**Excerpt:**
^^^^^^^^^^^^^^^^

What type of data does proteomics analyse and for what purpose?
Protein data, used to study protein function and interactions.
What does the phenome describe?
Observable traits and biological outcomes.
Give examples of biological data used in bioinformatics.
DNA sequences, RNA expression levels, protein sequences and structures, pathways, and phenotypic data.
List real-world applications of bioinformatics mentioned in the lecture.
Disease gene discovery, cancer genomics, and drug target identification.
In which direction does DNA synthesis occur and why does this matter for sequencing?
DNA synthesis occurs 5′ to 3′, which sequencing methods rely on to build and read DNA strands.
What is the core principle of Sanger (dideoxy) sequencing?
Incorporation of ddNTPs terminates DNA synthesis because they lack an OH group, creating fragments of different lengths.
What components are required for Sanger sequencing?
DNA template, primer, DNA polymerase, dNTPs, and ddNTPs.
What happens when a ddNTP is incorporated during Sanger sequencing?
DNA chain elongation stops, producing a terminated fragment.
How is the DNA sequence read in Sanger sequencing?
Fragments are separated by size and read from smallest to largest (bottom to top).
What technological improvements modernised Sanger sequencing?
Fluorescent dyes, single-reaction sequencing, automated detection, and capillary electrophoresis.
What are the advantages of Sanger sequencing?

^^^^^^^^^^^^^^^^

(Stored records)
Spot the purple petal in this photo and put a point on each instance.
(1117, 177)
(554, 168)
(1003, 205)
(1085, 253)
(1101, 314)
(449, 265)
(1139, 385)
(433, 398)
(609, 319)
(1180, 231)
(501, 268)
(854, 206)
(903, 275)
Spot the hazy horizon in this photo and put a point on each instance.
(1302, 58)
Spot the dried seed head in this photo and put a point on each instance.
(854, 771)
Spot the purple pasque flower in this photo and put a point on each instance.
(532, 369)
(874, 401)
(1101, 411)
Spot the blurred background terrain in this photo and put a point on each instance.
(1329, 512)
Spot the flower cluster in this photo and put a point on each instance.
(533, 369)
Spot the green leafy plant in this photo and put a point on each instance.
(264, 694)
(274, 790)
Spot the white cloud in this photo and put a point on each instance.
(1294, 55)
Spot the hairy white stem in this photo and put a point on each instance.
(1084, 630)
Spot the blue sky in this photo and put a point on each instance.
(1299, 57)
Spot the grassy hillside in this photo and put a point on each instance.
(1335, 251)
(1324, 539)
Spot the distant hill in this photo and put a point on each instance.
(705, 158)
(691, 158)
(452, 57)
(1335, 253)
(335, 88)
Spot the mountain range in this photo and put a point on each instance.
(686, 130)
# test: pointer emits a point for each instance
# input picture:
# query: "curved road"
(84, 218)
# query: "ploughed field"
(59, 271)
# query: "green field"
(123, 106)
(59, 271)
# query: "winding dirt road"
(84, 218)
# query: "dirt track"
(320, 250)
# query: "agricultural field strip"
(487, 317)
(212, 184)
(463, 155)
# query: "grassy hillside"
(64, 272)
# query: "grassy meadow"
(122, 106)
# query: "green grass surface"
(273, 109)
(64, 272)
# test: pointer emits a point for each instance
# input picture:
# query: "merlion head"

^^^^^^^^^^^^^^^^

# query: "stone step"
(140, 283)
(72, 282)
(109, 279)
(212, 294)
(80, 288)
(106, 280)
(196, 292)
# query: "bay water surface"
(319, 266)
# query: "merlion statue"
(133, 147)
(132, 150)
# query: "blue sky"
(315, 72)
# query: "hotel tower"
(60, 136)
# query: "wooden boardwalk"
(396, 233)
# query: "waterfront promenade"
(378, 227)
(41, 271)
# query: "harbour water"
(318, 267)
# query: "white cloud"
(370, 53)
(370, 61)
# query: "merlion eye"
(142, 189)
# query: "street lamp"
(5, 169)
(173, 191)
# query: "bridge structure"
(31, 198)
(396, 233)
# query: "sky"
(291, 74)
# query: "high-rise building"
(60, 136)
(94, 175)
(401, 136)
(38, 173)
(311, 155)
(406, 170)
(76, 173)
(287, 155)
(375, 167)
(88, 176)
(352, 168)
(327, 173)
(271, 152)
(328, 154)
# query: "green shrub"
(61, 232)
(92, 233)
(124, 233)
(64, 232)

^^^^^^^^^^^^^^^^

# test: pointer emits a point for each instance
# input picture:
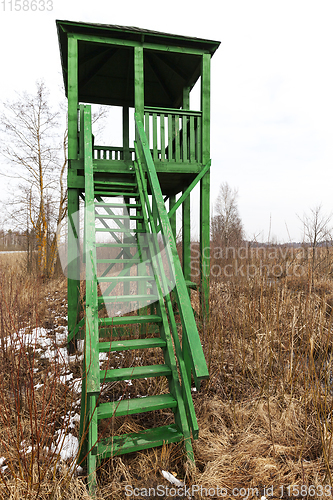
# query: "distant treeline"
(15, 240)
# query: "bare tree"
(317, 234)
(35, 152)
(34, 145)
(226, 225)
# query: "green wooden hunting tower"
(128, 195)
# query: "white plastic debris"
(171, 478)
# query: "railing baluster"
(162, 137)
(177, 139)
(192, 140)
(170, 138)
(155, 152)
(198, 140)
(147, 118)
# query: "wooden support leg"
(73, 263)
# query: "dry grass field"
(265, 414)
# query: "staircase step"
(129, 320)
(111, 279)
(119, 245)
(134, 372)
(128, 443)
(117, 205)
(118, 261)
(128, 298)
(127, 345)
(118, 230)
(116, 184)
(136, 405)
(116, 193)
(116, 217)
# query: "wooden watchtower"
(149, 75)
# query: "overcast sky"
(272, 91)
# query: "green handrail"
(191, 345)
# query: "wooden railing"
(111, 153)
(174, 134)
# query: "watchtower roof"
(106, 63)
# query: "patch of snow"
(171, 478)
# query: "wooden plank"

^^^^^^^^^^^^^^^^

**Problems to solve:**
1) Answer these questions using the bioinformatics notes:
(a) According to the notes, what does the phenome describe?
(b) Which three real-world applications of bioinformatics do the notes list?
(c) In which direction does DNA synthesis occur?
2) Carry on the bioinformatics notes past their last line, in the same question-and-answer pattern.

**Exercise responses:**
1)
(a) Observable traits and biological outcomes.
(b) Disease gene discovery, cancer genomics, and drug target identification.
(c) 5′ to 3′.

2)
Long read length (~1000 bp) and high accuracy.
What are the limitations of Sanger sequencing?
It is slow, expensive, and low throughput.
What was the goal of the Human Genome Project?
To create a reference human genome.
What are the two competing sequencing strategies of the Human Genome Project?
Top-down (hierarchical, public) and whole-genome shotgun (Celera, private).
What is the top-down (hierarchical) sequencing strategy?
A physical genome map is built first using BACs, then each BAC is shotgun sequenced.
What is whole-genome shotgun sequencing?
The entire genome is randomly fragmented, sequenced at once, and assembled computationally.
What are BACs and why are they used?
Bacterial Artificial Chromosomes with large inserts (100–300 kb) used for stable cloning and genome mapping.
How are BACs mapped using restriction enzymes?
Restriction enzymes cut DNA into fragments, producing patterns used to create a restriction map.
What is a Sequence-Tagged Site (STS)?
A short, unique DNA sequence with a known sequence that can be amplified by PCR to map genome locations.
What is the typical size and spacing of STS markers?
200–500 bp in length, approximately every 100 kb.
What is the Golden Path in genome sequencing?
A minimal overlapping set of BACs that efficiently covers the entire genome.
What is a sequencing read?
A short fragment of DNA sequence generated by sequencing.
What is a contig?
A continuous DNA sequence formed by overlapping reads.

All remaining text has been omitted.